BEGIN DATA TO EXAMINE
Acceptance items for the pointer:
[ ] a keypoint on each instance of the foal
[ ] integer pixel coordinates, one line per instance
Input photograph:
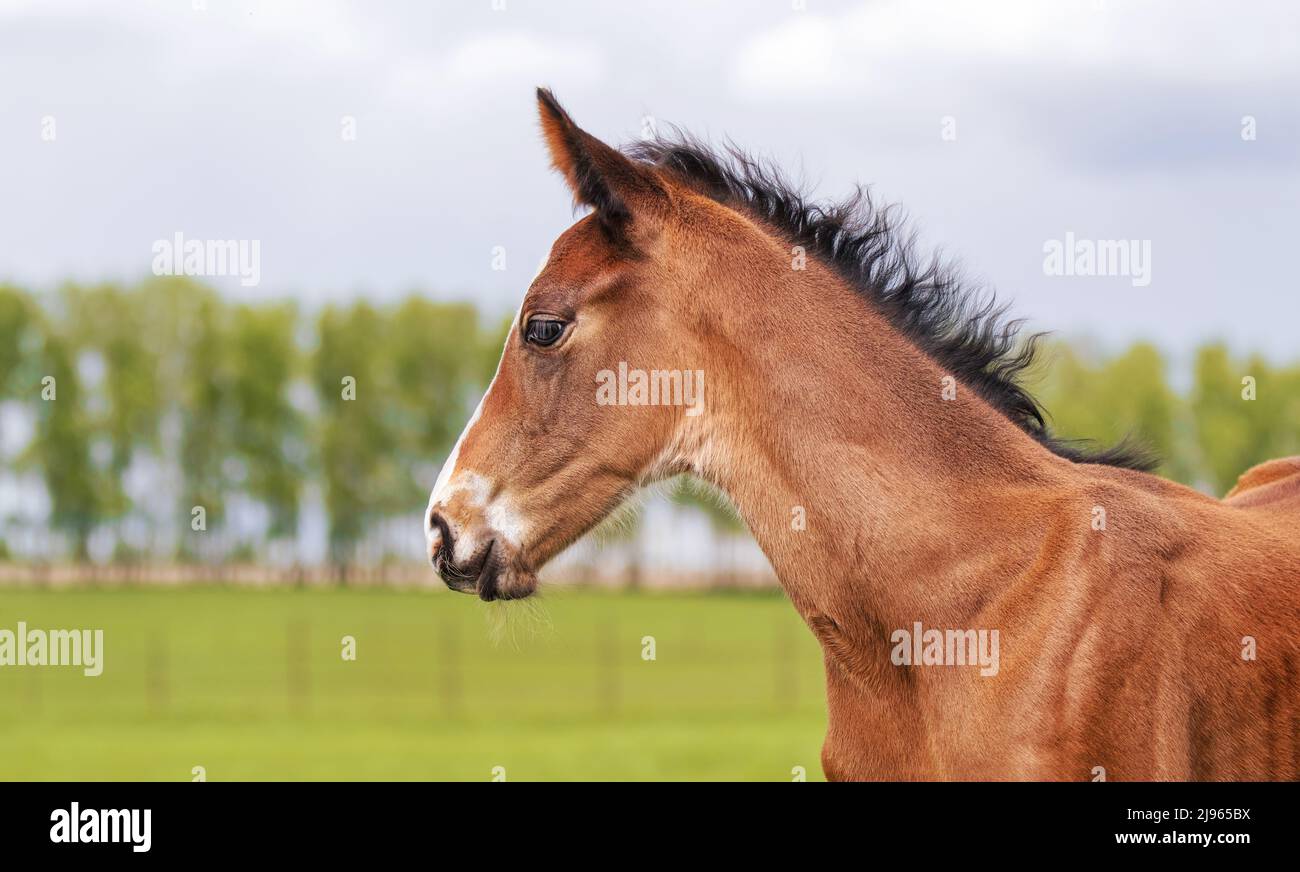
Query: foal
(991, 603)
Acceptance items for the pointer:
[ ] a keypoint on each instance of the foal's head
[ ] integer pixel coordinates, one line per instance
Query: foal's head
(564, 432)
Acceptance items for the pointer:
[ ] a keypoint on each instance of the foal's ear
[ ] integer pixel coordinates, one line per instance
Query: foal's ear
(616, 187)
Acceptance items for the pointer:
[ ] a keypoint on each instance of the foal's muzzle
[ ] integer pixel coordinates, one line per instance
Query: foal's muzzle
(492, 571)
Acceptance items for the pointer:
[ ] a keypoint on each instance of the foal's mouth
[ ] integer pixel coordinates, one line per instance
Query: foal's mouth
(482, 575)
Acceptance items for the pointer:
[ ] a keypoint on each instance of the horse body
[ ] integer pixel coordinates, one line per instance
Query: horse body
(1135, 660)
(865, 417)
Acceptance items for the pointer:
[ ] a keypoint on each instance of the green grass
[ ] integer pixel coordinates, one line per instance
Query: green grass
(251, 685)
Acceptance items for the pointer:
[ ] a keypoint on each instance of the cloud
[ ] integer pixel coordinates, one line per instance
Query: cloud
(888, 47)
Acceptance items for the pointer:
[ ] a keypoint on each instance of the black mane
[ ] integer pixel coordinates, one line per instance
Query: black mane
(963, 329)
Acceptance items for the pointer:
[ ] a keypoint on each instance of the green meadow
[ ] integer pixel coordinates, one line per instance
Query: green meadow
(252, 685)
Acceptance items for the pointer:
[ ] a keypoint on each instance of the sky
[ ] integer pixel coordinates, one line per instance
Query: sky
(380, 148)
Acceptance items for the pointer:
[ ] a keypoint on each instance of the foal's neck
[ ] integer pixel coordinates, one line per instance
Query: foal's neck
(880, 490)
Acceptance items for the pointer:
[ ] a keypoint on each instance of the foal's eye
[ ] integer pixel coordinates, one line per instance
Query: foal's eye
(544, 332)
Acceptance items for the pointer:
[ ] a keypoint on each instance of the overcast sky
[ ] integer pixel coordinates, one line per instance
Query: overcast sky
(1105, 118)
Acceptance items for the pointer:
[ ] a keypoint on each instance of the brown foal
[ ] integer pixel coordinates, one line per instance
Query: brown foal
(991, 603)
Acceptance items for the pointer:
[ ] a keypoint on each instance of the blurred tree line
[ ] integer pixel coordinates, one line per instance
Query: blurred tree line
(129, 407)
(237, 404)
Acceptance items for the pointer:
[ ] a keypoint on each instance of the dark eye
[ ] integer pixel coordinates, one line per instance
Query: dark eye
(544, 332)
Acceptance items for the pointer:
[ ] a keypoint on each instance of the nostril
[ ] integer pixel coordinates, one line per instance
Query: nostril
(440, 537)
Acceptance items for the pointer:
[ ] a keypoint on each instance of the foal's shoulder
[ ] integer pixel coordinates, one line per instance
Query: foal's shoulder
(1274, 484)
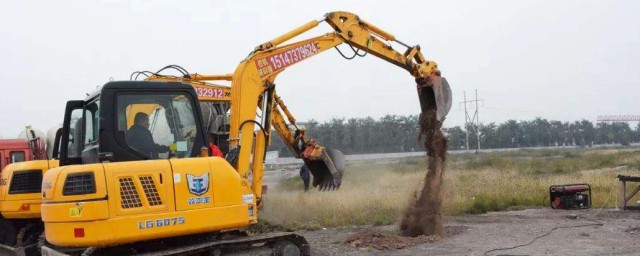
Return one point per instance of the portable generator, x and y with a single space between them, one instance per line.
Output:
570 197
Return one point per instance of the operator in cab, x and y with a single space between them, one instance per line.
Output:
139 137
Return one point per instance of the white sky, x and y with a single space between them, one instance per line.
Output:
562 60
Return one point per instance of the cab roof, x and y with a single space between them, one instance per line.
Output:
137 85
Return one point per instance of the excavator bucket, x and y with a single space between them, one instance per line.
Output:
327 171
434 93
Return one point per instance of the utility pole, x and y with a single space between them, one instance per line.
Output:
472 121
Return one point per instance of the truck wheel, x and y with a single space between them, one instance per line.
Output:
286 248
7 232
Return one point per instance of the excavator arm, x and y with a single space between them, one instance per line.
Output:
254 83
253 89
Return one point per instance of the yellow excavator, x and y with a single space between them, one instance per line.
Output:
161 192
20 197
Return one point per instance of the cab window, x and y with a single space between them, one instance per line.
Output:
157 126
17 156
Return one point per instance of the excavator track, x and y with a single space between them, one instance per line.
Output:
286 244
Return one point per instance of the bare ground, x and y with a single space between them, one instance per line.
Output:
561 232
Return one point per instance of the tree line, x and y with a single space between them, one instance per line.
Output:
395 133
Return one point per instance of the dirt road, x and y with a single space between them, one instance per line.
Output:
584 232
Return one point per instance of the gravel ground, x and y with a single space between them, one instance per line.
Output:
560 232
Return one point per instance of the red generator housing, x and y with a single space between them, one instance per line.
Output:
570 196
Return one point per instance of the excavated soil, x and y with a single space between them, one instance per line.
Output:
424 214
381 240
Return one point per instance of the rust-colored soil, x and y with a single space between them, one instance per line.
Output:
424 214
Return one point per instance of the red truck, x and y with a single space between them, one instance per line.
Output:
20 150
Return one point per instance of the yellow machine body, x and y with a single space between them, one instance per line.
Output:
21 199
146 200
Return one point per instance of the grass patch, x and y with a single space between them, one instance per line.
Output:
378 193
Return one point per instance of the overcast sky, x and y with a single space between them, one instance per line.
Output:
562 60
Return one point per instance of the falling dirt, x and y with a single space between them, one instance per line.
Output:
385 241
424 214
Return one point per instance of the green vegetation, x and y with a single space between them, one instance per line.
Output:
376 193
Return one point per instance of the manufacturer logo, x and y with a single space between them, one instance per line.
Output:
76 211
198 185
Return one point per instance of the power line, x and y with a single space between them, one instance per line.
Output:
472 121
619 118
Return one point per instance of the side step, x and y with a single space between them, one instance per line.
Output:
288 244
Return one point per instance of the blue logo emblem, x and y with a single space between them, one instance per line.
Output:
198 185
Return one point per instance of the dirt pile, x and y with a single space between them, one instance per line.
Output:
424 214
384 241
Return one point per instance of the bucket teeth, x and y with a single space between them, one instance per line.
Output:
327 171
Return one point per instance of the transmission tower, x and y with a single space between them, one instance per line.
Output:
472 121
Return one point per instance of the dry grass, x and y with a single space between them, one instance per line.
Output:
377 193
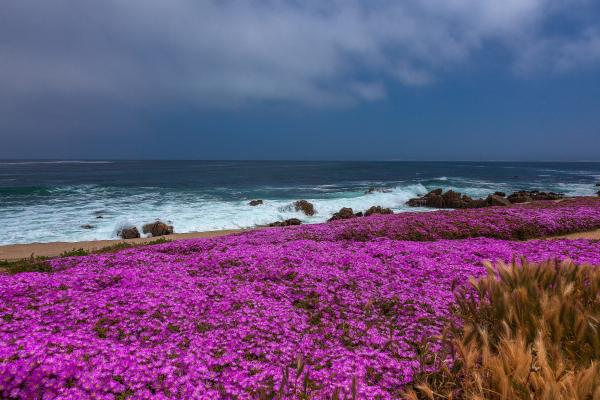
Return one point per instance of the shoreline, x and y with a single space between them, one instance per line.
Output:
13 252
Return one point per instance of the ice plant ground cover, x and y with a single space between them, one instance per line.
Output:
527 331
333 309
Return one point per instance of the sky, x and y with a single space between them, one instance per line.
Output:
300 79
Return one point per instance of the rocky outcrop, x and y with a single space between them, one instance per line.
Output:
157 228
306 207
344 213
524 196
378 210
287 222
129 233
377 190
497 200
451 199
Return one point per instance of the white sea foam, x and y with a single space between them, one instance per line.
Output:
60 216
61 220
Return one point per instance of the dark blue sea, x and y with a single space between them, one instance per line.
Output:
43 201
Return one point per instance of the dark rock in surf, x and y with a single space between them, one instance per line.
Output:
306 207
524 196
378 210
129 233
496 200
157 228
344 213
372 190
287 222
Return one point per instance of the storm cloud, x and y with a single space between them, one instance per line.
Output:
224 53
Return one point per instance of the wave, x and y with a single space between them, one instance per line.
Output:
25 191
53 162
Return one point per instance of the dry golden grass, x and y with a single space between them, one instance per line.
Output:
529 331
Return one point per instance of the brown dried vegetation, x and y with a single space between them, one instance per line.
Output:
529 331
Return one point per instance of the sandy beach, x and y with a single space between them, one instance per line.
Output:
54 249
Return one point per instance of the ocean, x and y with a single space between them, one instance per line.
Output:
46 201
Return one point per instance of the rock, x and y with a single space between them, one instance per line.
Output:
478 203
434 201
344 213
524 196
377 190
520 197
287 222
378 210
452 199
416 202
157 228
129 233
306 207
496 200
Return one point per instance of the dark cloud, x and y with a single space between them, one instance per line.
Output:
72 69
223 52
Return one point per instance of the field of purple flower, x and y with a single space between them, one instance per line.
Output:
327 309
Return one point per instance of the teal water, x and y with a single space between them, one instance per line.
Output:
42 201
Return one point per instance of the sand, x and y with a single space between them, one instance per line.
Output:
53 249
20 251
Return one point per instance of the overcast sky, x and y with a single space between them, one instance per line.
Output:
373 79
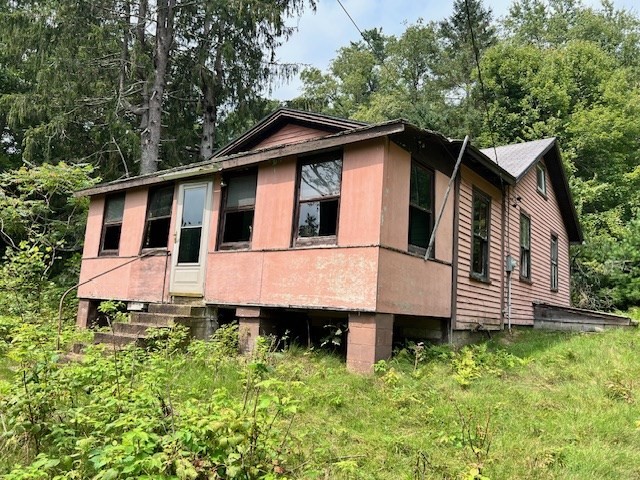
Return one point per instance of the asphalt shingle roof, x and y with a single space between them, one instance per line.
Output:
517 158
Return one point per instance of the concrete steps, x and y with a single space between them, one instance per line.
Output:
196 317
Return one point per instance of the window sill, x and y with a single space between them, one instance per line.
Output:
329 240
479 278
235 246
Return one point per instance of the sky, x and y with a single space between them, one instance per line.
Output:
322 33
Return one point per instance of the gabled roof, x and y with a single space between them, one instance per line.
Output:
519 158
280 118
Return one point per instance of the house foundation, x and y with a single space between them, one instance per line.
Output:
253 322
369 340
87 313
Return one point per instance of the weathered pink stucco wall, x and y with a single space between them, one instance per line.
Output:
145 279
330 277
407 284
351 273
361 199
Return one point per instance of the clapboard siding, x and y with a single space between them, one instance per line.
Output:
290 134
478 302
545 221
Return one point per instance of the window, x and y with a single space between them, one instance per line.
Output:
525 247
420 207
156 229
319 200
480 250
554 263
112 223
239 206
541 179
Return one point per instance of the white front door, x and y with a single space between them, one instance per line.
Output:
192 231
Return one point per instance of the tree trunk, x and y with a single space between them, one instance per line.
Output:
151 135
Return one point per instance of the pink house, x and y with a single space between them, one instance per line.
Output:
307 220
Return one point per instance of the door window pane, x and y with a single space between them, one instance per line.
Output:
191 230
189 251
193 206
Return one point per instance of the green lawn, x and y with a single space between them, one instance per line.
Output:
569 410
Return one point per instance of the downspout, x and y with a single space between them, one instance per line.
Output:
454 259
505 196
446 196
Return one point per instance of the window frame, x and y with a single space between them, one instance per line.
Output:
147 220
525 249
297 240
554 264
541 179
412 248
224 210
485 275
109 224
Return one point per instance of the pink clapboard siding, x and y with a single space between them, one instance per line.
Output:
478 302
545 221
290 134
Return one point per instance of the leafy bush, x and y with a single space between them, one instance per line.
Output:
117 414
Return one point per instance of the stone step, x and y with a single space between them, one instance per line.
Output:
178 310
132 328
117 339
180 300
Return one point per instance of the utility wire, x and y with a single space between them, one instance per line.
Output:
354 23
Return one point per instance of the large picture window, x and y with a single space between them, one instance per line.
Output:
238 210
525 247
156 230
420 207
554 263
112 224
480 227
319 199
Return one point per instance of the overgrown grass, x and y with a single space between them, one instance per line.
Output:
534 405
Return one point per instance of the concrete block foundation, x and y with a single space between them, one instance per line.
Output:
369 340
253 322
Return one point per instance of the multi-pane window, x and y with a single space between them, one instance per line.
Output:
156 230
480 227
525 247
319 199
541 178
239 207
554 263
420 207
112 223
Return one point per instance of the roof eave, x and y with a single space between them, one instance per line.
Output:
245 159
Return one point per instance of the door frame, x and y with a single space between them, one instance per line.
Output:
199 269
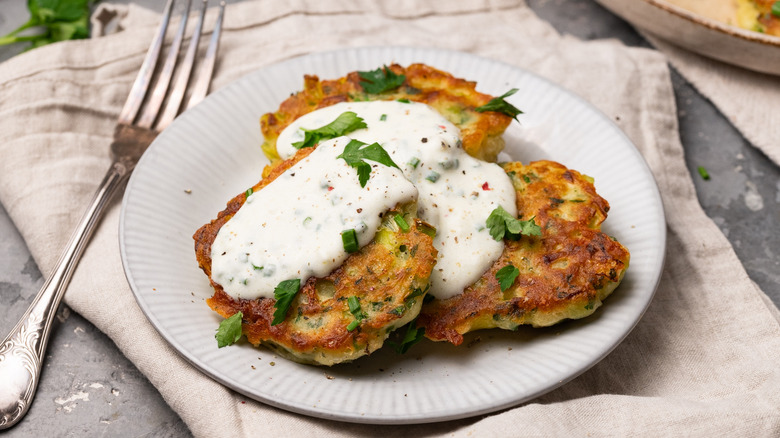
END DATA TO EXAMINE
Check each line of the listing above. Copy the ones with the word "dirt".

* **SOLUTION**:
Return one point per instance of the dirt road, x and y with a single space between them, one instance per line.
Return one point per instance of the falling dirt, x and y with a single space between them, one instance per line.
Return one point per instance of the dirt pile, x and y with a single space between them, one instance per line.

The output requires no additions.